GIVEN PROBLEM:
Repeat exactly the lines below, from the line containing "toilet in the picture above." through the last line, both included. Leave out any pictures.

Rows from a pointing dataset:
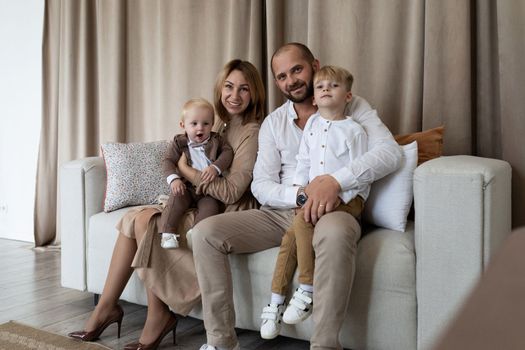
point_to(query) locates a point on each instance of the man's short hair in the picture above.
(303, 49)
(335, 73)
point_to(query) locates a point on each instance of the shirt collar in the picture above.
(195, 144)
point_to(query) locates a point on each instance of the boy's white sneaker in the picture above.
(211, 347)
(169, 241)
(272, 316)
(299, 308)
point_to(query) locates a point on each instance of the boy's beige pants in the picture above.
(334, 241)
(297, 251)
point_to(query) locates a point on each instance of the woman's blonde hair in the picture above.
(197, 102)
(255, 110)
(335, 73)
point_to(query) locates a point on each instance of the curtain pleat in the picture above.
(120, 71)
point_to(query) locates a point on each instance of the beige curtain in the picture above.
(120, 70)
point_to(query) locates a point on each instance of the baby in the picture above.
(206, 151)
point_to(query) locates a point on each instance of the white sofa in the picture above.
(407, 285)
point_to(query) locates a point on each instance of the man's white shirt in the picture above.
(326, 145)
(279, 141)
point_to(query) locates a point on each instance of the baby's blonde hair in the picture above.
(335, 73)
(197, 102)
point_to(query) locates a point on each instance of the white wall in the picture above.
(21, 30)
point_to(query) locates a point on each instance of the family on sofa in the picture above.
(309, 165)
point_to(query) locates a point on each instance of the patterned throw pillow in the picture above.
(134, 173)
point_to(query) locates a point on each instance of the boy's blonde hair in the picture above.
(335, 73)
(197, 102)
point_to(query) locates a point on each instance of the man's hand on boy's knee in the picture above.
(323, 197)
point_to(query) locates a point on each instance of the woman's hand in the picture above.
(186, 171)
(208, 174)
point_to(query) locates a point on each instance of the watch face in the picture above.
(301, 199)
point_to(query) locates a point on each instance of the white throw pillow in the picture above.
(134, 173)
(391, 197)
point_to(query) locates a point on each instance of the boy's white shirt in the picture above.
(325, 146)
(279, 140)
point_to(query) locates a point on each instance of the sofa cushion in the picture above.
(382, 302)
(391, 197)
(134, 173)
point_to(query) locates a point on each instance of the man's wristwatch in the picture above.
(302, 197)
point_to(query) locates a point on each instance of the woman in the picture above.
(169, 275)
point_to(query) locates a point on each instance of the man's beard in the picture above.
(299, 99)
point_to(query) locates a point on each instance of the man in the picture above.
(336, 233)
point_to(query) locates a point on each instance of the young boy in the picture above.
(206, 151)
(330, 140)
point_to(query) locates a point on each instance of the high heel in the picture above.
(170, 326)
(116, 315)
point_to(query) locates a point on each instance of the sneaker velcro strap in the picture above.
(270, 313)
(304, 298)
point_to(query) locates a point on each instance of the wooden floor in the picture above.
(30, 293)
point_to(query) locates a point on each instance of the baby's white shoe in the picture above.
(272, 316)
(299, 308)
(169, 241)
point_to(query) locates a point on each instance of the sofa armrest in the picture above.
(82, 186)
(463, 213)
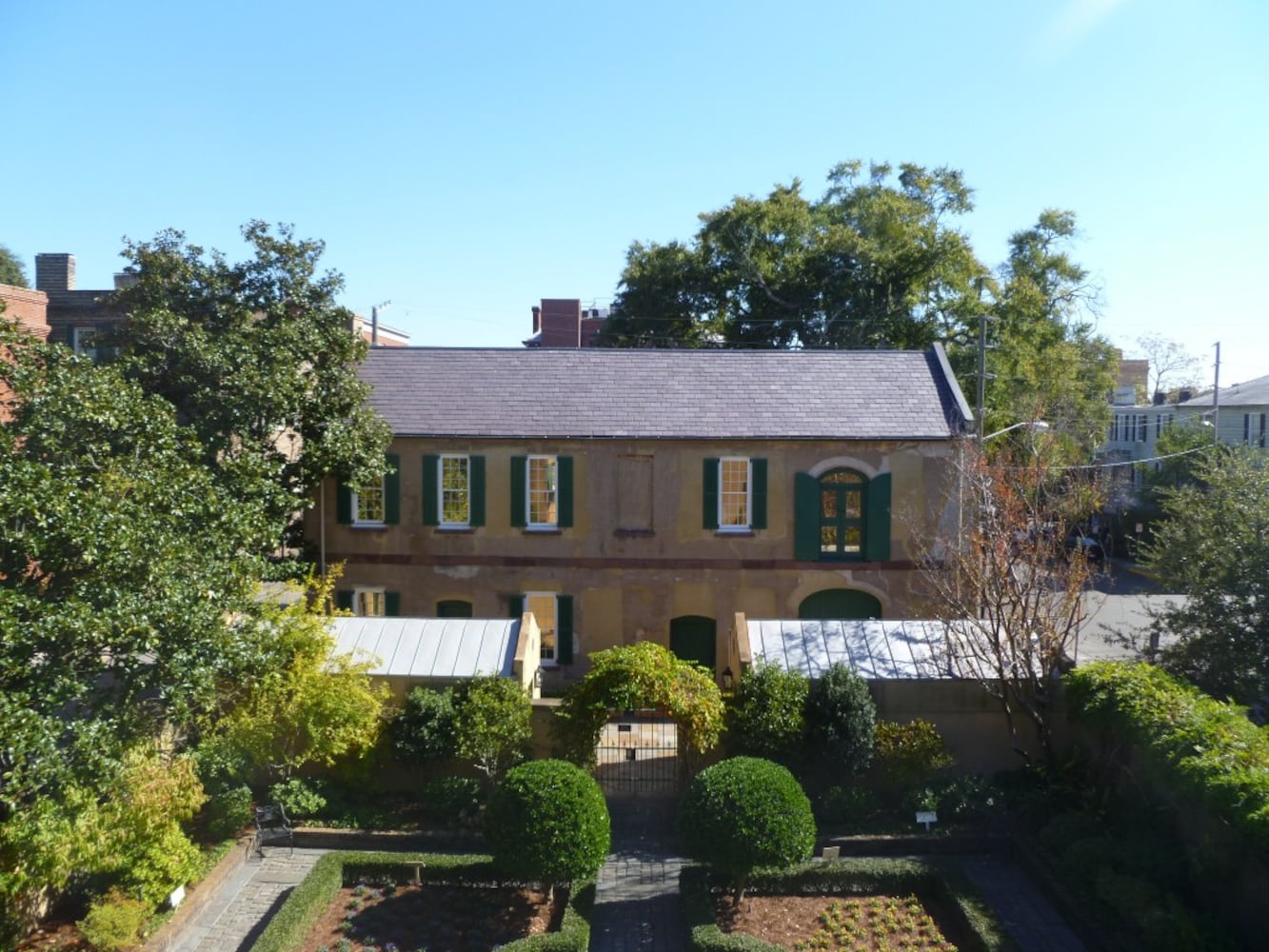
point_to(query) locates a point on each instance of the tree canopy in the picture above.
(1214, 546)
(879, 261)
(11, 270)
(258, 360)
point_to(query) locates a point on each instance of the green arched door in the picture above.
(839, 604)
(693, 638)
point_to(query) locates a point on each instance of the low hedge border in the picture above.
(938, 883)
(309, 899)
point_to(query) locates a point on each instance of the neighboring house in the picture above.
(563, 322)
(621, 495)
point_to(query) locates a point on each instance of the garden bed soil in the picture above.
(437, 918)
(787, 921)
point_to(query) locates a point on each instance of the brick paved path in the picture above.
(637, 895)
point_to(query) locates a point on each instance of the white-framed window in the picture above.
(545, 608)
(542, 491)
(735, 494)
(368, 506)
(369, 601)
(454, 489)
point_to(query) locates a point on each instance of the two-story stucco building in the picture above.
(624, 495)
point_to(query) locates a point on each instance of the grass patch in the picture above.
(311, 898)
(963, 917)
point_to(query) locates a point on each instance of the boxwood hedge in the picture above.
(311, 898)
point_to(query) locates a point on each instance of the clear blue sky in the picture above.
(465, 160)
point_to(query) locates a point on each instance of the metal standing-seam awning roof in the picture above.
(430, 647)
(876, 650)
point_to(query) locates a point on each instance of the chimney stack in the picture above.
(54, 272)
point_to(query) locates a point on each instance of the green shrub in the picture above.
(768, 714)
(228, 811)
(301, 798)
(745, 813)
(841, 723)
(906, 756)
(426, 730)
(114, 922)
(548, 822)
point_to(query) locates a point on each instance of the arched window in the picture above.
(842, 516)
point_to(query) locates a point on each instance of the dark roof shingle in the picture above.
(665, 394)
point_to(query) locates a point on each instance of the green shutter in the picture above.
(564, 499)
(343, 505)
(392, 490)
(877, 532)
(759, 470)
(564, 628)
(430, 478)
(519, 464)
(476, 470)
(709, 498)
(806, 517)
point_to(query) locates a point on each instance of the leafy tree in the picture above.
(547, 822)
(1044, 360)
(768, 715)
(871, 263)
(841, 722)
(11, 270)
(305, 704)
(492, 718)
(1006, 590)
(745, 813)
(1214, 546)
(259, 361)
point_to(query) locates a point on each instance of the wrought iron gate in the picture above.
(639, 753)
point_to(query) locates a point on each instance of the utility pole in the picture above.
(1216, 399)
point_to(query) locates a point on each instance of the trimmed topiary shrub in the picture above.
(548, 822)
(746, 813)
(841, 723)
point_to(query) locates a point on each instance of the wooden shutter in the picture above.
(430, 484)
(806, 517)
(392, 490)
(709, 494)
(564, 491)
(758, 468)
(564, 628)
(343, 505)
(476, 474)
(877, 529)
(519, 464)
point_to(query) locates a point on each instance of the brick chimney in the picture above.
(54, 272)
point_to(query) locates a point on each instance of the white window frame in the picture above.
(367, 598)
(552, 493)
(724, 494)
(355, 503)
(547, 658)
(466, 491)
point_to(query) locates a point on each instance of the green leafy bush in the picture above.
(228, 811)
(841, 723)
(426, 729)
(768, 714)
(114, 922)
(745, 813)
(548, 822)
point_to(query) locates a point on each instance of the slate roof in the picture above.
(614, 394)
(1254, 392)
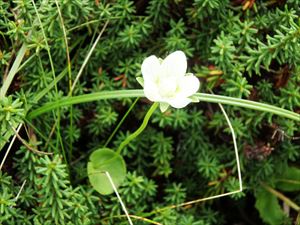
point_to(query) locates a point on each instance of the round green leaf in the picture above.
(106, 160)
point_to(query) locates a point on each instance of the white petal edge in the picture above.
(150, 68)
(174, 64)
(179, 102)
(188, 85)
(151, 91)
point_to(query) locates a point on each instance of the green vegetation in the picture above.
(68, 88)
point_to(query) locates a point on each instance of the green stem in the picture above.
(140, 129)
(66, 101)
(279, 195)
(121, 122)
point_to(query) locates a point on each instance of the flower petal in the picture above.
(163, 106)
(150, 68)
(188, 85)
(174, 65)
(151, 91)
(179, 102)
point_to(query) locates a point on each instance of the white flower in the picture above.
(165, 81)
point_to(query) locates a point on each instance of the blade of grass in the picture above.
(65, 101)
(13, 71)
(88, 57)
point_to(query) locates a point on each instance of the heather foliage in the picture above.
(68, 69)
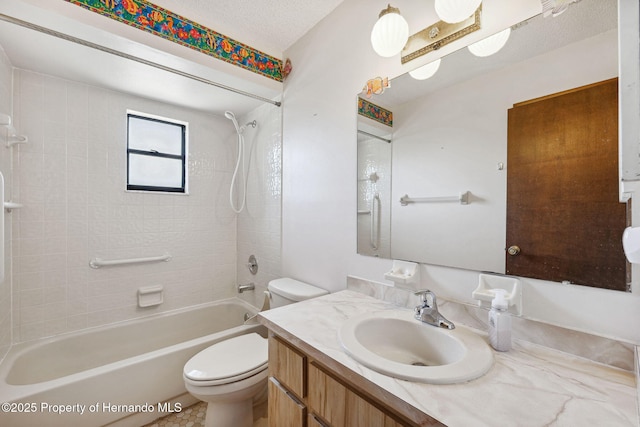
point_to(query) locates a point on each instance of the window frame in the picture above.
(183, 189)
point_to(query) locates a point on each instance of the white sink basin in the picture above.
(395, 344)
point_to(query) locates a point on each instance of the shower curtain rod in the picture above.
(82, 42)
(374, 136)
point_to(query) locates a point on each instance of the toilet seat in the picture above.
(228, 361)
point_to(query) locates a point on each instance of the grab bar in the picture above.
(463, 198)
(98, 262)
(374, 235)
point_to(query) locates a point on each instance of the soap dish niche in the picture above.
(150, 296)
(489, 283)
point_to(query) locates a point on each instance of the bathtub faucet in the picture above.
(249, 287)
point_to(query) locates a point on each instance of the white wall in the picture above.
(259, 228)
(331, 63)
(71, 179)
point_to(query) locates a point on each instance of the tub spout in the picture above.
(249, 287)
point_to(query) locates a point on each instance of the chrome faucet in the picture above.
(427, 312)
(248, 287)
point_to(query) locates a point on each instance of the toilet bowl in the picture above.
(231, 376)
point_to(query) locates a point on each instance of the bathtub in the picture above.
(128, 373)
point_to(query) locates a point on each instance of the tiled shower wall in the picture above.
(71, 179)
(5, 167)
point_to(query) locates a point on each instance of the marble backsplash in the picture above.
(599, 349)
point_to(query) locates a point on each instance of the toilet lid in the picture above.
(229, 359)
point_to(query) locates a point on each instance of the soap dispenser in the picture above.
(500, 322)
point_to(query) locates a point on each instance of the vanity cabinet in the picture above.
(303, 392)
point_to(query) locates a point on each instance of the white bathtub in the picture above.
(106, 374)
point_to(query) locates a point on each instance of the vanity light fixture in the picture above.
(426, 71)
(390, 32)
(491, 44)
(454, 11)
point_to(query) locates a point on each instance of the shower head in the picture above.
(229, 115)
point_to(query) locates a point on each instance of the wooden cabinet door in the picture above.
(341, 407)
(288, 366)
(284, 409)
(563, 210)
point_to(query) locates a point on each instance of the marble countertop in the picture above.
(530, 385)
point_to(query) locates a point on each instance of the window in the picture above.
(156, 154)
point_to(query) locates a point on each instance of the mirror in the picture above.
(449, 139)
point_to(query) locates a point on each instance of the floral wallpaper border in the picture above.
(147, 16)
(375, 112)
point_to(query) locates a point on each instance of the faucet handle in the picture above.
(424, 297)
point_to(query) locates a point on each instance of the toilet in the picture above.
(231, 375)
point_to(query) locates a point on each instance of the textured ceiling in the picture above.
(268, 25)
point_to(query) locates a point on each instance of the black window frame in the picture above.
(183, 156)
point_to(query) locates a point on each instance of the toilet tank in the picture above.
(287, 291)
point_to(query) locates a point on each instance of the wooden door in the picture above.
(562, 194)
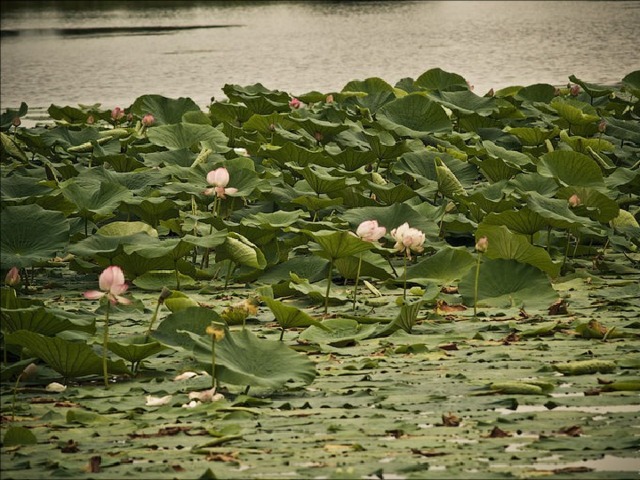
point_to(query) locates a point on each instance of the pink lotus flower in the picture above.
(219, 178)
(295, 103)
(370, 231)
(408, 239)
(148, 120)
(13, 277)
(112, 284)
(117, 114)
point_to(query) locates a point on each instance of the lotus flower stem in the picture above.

CORRECT RESULT:
point_to(query) locates a point on each instance of the toilet in the picture above.
(231, 375)
point_to(query) locates a point on each instance of the textured ceiling in the picture above.
(268, 25)
point_to(query) locates a point on each instance of the black window frame in the picture above.
(183, 156)
point_to(query) locates a point on each instance of the toilet tank in the picture above.
(287, 291)
point_to(query) locates a point on each instance of the wooden door in the picture above.
(562, 194)
point_to(query) locates a point on each instance of the pink lotus flower in the picture above.
(219, 178)
(295, 103)
(370, 231)
(408, 239)
(148, 120)
(13, 277)
(112, 284)
(117, 114)
point_to(query) locates a point on each instance of the lotus flower stem in the picture above.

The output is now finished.